◆ **Exercise aim**: Collect every line below that contains the string "query" and copy each one in full. Matching is case-sensitive.

◆ **Task data**:
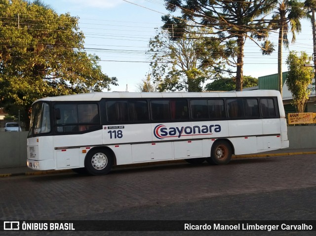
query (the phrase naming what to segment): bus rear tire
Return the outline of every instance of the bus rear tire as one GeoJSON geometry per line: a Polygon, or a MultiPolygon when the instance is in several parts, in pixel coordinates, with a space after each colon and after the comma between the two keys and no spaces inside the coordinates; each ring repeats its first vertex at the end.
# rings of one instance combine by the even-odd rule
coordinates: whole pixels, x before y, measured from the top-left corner
{"type": "Polygon", "coordinates": [[[212,147],[211,156],[206,161],[211,165],[226,165],[232,159],[232,146],[224,140],[216,142],[212,147]]]}
{"type": "Polygon", "coordinates": [[[185,161],[188,163],[192,165],[199,165],[203,163],[205,161],[205,158],[189,158],[185,159],[185,161]]]}
{"type": "Polygon", "coordinates": [[[90,150],[84,160],[84,167],[87,172],[92,175],[107,174],[111,170],[113,165],[112,153],[104,148],[90,150]]]}

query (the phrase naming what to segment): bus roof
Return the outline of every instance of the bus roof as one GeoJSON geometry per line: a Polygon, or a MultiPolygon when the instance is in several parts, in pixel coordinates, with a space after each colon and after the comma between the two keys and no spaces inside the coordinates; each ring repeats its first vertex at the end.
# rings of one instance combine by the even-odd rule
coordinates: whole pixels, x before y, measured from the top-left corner
{"type": "Polygon", "coordinates": [[[131,98],[224,98],[238,97],[278,97],[280,93],[276,90],[252,90],[232,92],[94,92],[72,95],[51,97],[37,100],[46,101],[99,101],[102,99],[131,98]]]}

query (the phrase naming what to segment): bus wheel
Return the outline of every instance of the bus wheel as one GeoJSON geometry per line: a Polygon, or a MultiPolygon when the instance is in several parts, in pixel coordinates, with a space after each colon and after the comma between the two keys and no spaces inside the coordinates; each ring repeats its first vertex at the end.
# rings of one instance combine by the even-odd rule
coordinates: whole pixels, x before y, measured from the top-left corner
{"type": "Polygon", "coordinates": [[[188,163],[193,165],[198,165],[203,163],[205,160],[205,158],[189,158],[188,159],[185,159],[186,162],[188,163]]]}
{"type": "Polygon", "coordinates": [[[91,150],[84,160],[87,171],[93,175],[107,174],[111,170],[113,164],[112,155],[108,150],[104,149],[91,150]]]}
{"type": "Polygon", "coordinates": [[[211,156],[206,158],[210,164],[225,165],[232,158],[232,147],[228,142],[219,140],[213,144],[211,156]]]}

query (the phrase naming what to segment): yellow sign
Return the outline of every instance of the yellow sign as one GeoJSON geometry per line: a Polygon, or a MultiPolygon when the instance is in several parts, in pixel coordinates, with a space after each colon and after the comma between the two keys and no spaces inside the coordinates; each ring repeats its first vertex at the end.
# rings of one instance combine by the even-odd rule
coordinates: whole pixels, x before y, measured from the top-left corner
{"type": "Polygon", "coordinates": [[[316,123],[316,113],[313,112],[305,112],[302,113],[288,113],[287,120],[289,125],[296,125],[299,124],[313,124],[316,123]]]}

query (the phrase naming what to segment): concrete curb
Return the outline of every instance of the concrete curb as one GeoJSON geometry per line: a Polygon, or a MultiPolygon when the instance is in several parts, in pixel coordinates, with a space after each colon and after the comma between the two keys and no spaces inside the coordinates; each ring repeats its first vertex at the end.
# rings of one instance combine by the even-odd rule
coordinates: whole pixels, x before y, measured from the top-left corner
{"type": "MultiPolygon", "coordinates": [[[[289,152],[285,153],[271,153],[271,154],[250,154],[250,155],[233,155],[232,157],[233,159],[238,159],[241,158],[262,158],[262,157],[277,157],[281,156],[292,156],[295,155],[304,155],[304,154],[316,154],[316,151],[314,152],[289,152]]],[[[138,163],[136,164],[130,165],[124,165],[119,166],[118,168],[126,168],[128,167],[142,167],[150,166],[154,166],[157,165],[161,165],[165,164],[174,164],[174,163],[186,163],[184,160],[178,160],[174,161],[165,161],[161,162],[157,162],[155,163],[138,163]]],[[[118,167],[114,167],[114,169],[117,169],[118,167]]],[[[51,174],[60,173],[69,173],[72,172],[73,171],[71,169],[62,169],[62,170],[43,170],[43,171],[37,171],[32,172],[25,172],[14,173],[4,173],[0,174],[0,178],[4,177],[11,177],[17,176],[21,175],[40,175],[43,174],[51,174]]]]}

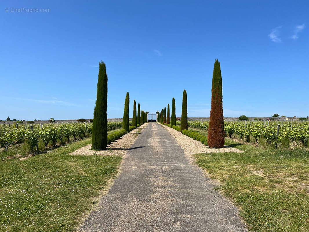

◆ **Result of the exercise**:
query (the phrase naming what to segment): bus rear tire
query (the phrase naming what to segment): bus roof
query (the phrase naming what to segment): bus wheel
query (the phrase naming what to segment): yellow sign
query (the phrase naming what to segment): concrete curb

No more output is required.